Task description ▸ Please extract every line of the records that contains the word "mountain", and copy each one unchanged. Case counts.
● ● ● ●
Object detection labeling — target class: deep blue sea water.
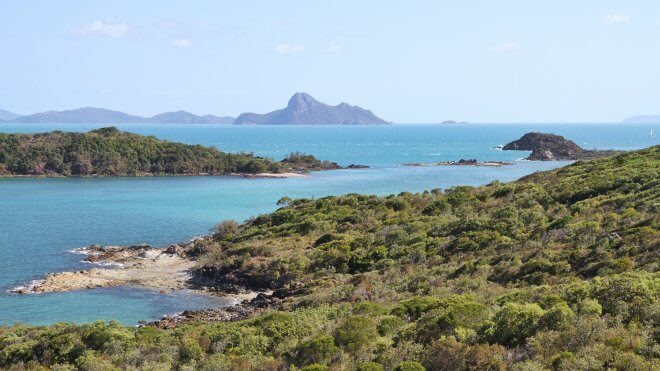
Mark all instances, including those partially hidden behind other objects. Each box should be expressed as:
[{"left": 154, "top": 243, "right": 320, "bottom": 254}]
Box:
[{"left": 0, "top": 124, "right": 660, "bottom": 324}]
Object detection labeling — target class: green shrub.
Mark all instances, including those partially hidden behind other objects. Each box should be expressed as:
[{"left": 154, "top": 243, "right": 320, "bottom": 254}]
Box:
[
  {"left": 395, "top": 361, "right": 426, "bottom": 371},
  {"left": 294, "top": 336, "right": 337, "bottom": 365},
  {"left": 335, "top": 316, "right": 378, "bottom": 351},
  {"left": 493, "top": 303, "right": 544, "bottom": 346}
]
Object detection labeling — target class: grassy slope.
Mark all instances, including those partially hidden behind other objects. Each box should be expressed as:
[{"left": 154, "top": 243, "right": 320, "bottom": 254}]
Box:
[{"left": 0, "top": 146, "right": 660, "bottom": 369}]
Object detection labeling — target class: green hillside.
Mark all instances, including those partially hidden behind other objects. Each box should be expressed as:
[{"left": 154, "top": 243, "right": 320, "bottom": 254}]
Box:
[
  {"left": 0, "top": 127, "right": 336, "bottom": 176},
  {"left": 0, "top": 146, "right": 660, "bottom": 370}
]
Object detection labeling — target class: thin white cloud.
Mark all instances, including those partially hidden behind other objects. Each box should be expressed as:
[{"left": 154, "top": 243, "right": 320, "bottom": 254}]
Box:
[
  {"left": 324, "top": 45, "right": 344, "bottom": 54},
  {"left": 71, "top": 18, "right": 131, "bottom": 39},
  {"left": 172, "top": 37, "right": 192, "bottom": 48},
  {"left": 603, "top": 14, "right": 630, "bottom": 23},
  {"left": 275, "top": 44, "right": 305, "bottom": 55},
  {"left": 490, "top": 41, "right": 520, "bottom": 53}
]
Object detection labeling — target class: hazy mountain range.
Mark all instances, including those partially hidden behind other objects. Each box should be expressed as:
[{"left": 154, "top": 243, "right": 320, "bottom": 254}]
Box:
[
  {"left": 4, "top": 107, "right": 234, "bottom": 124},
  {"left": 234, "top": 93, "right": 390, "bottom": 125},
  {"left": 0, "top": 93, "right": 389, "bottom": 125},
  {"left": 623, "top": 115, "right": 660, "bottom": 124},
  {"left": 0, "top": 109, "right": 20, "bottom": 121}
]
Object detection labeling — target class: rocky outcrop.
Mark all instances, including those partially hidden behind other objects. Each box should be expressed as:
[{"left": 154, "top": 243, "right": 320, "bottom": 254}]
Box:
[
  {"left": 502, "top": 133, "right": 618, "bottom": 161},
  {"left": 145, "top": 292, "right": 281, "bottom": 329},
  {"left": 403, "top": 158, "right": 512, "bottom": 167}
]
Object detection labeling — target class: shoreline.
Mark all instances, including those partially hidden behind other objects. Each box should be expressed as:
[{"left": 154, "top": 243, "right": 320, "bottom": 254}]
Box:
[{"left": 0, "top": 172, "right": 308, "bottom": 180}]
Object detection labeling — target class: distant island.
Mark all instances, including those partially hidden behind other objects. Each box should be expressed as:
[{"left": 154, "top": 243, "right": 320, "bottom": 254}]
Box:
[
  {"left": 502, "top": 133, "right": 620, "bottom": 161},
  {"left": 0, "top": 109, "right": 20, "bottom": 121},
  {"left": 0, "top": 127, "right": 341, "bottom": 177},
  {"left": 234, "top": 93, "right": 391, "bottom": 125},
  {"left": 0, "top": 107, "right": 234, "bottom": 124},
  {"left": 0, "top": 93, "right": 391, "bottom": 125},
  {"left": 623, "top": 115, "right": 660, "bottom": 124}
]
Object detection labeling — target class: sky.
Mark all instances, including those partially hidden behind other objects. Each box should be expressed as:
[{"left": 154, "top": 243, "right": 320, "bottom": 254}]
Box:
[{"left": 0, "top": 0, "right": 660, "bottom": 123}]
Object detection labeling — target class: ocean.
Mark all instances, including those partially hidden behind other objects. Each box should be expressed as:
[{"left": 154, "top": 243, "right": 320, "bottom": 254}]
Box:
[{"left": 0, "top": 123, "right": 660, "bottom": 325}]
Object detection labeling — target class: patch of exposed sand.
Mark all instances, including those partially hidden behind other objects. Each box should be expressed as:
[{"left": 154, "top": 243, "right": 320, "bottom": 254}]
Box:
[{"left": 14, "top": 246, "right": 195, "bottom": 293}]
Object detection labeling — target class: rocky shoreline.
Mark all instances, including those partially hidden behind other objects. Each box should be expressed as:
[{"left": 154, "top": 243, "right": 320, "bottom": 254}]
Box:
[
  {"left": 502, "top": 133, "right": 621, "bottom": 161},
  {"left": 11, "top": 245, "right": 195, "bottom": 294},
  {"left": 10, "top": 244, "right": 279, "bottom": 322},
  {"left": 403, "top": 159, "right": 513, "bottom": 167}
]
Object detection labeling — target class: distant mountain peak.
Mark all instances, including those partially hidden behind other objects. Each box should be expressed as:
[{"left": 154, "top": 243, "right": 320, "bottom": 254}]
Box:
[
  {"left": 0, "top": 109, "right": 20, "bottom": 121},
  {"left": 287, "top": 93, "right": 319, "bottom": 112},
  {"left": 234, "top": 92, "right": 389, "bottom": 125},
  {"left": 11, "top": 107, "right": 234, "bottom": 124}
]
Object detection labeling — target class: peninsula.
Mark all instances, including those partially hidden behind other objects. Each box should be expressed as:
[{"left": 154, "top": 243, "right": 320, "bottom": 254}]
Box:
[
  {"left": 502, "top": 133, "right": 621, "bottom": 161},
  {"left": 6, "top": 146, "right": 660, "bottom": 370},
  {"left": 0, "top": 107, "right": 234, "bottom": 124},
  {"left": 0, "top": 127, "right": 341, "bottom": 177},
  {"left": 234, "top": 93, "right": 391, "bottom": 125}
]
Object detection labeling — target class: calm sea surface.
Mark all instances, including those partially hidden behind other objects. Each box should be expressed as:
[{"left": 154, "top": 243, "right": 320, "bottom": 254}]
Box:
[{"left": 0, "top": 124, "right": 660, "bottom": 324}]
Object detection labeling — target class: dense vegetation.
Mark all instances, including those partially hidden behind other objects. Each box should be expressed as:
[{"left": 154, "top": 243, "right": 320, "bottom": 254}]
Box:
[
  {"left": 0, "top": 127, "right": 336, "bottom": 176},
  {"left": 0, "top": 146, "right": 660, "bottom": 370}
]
● ● ● ●
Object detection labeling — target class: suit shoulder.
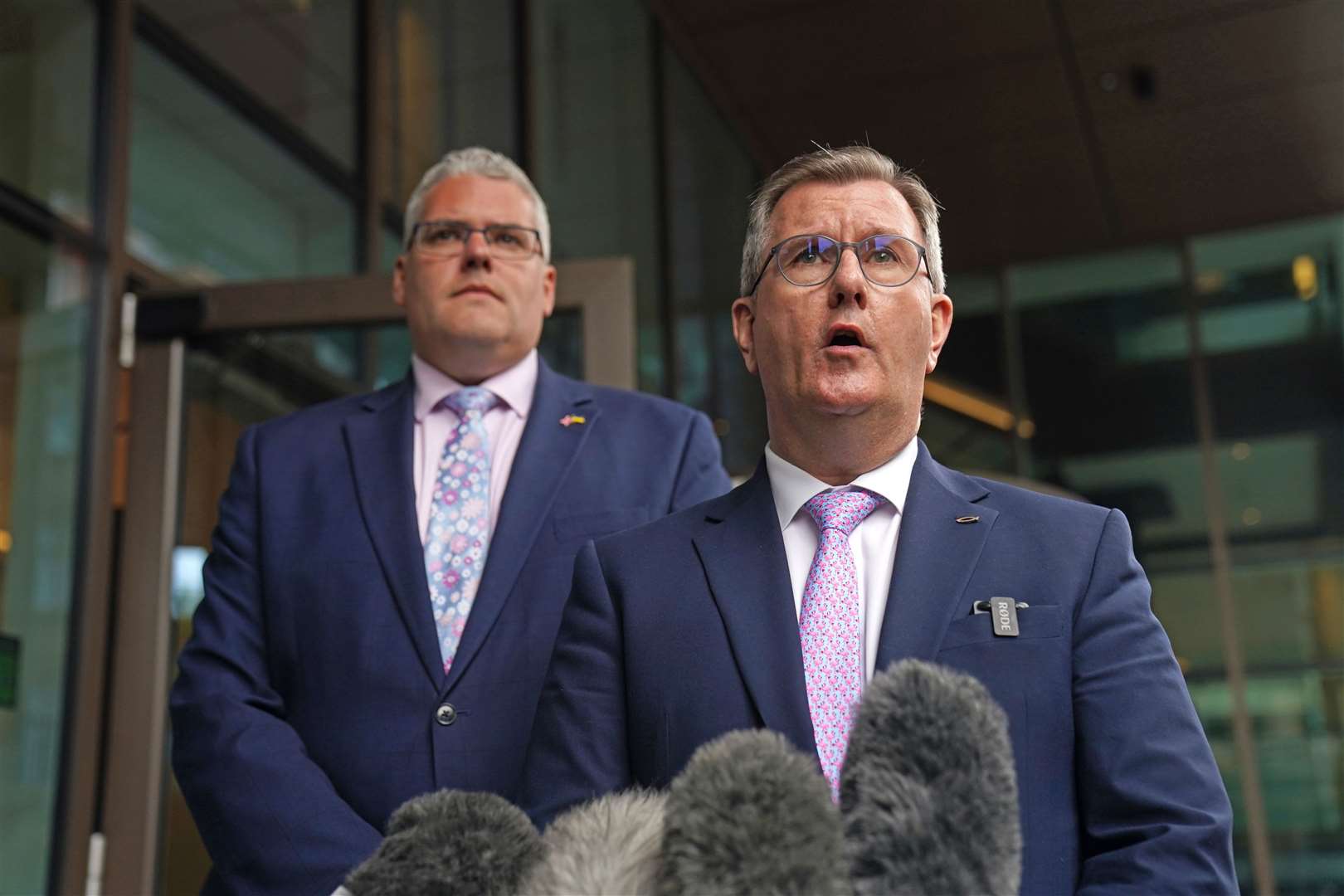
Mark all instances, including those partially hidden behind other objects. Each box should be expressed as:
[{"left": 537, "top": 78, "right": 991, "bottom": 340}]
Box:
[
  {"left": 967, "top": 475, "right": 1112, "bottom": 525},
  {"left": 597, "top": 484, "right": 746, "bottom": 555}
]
● ● ● ●
Answer for the task ▸
Object detection labeling — target class: hazy mountain range.
Object detection labeling — target class: distant mountain peak.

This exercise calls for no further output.